▶ [TASK STATEMENT]: Rewrite the rows below as a numbered list, omitting any blank lines.

(Some rows)
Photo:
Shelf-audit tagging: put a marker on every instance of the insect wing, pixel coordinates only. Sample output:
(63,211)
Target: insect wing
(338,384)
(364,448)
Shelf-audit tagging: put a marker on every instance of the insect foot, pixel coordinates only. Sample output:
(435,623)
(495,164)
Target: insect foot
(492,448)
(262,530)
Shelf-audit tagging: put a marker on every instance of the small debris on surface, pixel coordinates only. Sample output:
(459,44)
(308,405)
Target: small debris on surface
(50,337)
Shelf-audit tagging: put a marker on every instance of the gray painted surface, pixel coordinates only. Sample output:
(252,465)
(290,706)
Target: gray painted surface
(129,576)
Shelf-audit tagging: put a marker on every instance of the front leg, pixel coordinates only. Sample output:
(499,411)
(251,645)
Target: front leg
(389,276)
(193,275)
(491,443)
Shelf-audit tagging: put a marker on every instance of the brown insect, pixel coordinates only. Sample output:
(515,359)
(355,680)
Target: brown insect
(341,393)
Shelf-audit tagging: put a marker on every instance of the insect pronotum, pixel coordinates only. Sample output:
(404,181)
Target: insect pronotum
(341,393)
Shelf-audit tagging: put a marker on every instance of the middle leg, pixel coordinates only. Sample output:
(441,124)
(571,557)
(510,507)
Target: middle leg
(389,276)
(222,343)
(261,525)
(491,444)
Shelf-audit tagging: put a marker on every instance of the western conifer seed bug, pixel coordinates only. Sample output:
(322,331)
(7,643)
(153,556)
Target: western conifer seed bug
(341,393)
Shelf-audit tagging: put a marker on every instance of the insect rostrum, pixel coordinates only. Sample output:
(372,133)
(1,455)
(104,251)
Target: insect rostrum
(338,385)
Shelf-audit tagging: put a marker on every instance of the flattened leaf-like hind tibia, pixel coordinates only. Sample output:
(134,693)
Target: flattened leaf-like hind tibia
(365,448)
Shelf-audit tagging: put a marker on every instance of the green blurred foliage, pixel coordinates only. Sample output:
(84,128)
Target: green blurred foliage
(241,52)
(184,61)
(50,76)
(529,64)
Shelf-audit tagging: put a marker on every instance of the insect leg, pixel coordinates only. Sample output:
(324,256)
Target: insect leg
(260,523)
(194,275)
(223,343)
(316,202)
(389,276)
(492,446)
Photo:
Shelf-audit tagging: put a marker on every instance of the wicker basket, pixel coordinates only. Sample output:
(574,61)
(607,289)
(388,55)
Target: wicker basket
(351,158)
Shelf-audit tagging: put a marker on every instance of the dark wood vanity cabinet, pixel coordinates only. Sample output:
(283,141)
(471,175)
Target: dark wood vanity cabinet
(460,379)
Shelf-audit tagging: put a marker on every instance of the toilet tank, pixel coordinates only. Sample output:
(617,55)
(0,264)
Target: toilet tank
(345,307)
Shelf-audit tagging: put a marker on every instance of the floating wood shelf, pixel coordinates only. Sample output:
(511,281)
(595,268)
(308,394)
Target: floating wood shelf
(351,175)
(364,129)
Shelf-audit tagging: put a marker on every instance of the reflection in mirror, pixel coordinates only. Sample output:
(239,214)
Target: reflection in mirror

▶ [RESULT OF THE TASK]:
1. Photo:
2. Shelf-audit tagging: put a marker on every instance of the insect wing, pixel coordinates only. Sample output:
3. (63,211)
4. Target: insect wing
5. (338,384)
6. (364,448)
7. Shelf-audit tagging: put a marker on every instance of the insect foot, pixel coordinates only. Sample output:
8. (435,623)
9. (495,164)
10. Target: insect foot
11. (492,448)
12. (262,530)
13. Shelf-audit tagging: put a marker on every instance of the small debris on surface, pixel coordinates only. Sample output:
14. (459,44)
15. (308,405)
16. Target: small debris on surface
17. (50,337)
18. Shelf-audit tagging: put a marker on every instance of the gray painted surface, pixel coordinates only. Sample output:
19. (252,465)
20. (290,706)
21. Target: gray painted surface
22. (129,576)
23. Shelf-audit tagging: put a marker on every instance of the front leg, pixel coordinates only. Sample output:
24. (499,411)
25. (251,645)
26. Target: front leg
27. (389,276)
28. (193,275)
29. (491,443)
30. Shelf-audit tagging: put a marker on every instance of the brown insect, pixel coordinates only. Sample output:
31. (515,359)
32. (355,680)
33. Target: brown insect
34. (341,393)
35. Shelf-audit tagging: put a marker on every instance of the insect pronotum, pixel coordinates only. Sample output:
36. (404,181)
37. Target: insect pronotum
38. (341,393)
39. Shelf-audit tagging: put a marker on every instance of the middle leg, pixel coordinates only. Sample output:
40. (441,124)
41. (571,557)
42. (510,507)
43. Target: middle leg
44. (389,276)
45. (222,343)
46. (261,525)
47. (491,444)
48. Shelf-audit tagging: put a marker on every instance of the western conifer seed bug, pixel coordinates only. Sample output:
49. (322,331)
50. (7,643)
51. (153,556)
52. Target: western conifer seed bug
53. (341,393)
54. Shelf-audit tagging: put a marker on every instance of the insect rostrum, pixel coordinates only. Sample output:
55. (372,133)
56. (1,455)
57. (104,251)
58. Target: insect rostrum
59. (338,385)
60. Shelf-audit tagging: put a marker on every instance of the flattened leaf-like hind tibia, pixel coordinates only. Sample output:
61. (134,693)
62. Target: flattened leaf-like hind tibia
63. (365,448)
64. Shelf-audit tagging: put a marker on every instance of the green blurred foliage, pixel coordinates only. Sample output:
65. (84,128)
66. Target: green blurred foliage
67. (241,52)
68. (184,61)
69. (50,76)
70. (529,64)
71. Shelf-audit tagging: put a marker on every instance of the insect leg, pixel coordinates only. Sample output:
72. (324,256)
73. Target: insect leg
74. (260,523)
75. (194,275)
76. (223,343)
77. (316,202)
78. (389,276)
79. (492,446)
80. Photo:
81. Shelf-audit tagging: put a marker on every instance of the wicker basket, pixel coordinates only. Sample output:
82. (574,61)
83. (607,289)
84. (388,55)
85. Target: wicker basket
86. (351,158)
87. Shelf-audit tagging: put a marker on every instance of the dark wood vanity cabinet, pixel coordinates only. Sample output:
88. (283,141)
89. (471,175)
90. Target: dark wood vanity cabinet
91. (460,379)
92. Shelf-audit tagging: put a marker on every instance of the toilet tank, pixel coordinates only. Sample output:
93. (617,55)
94. (0,264)
95. Target: toilet tank
96. (345,307)
97. Shelf-audit tagging: put a marker on every instance of the floating wood shelf, pixel coordinates only. Sample output:
98. (511,281)
99. (595,268)
100. (308,394)
101. Target: floating wood shelf
102. (351,175)
103. (364,129)
104. Shelf-audit tagging: put a marker on every instance of the reflection in mirror, pixel coordinates only. Sample output:
105. (239,214)
106. Target: reflection in mirror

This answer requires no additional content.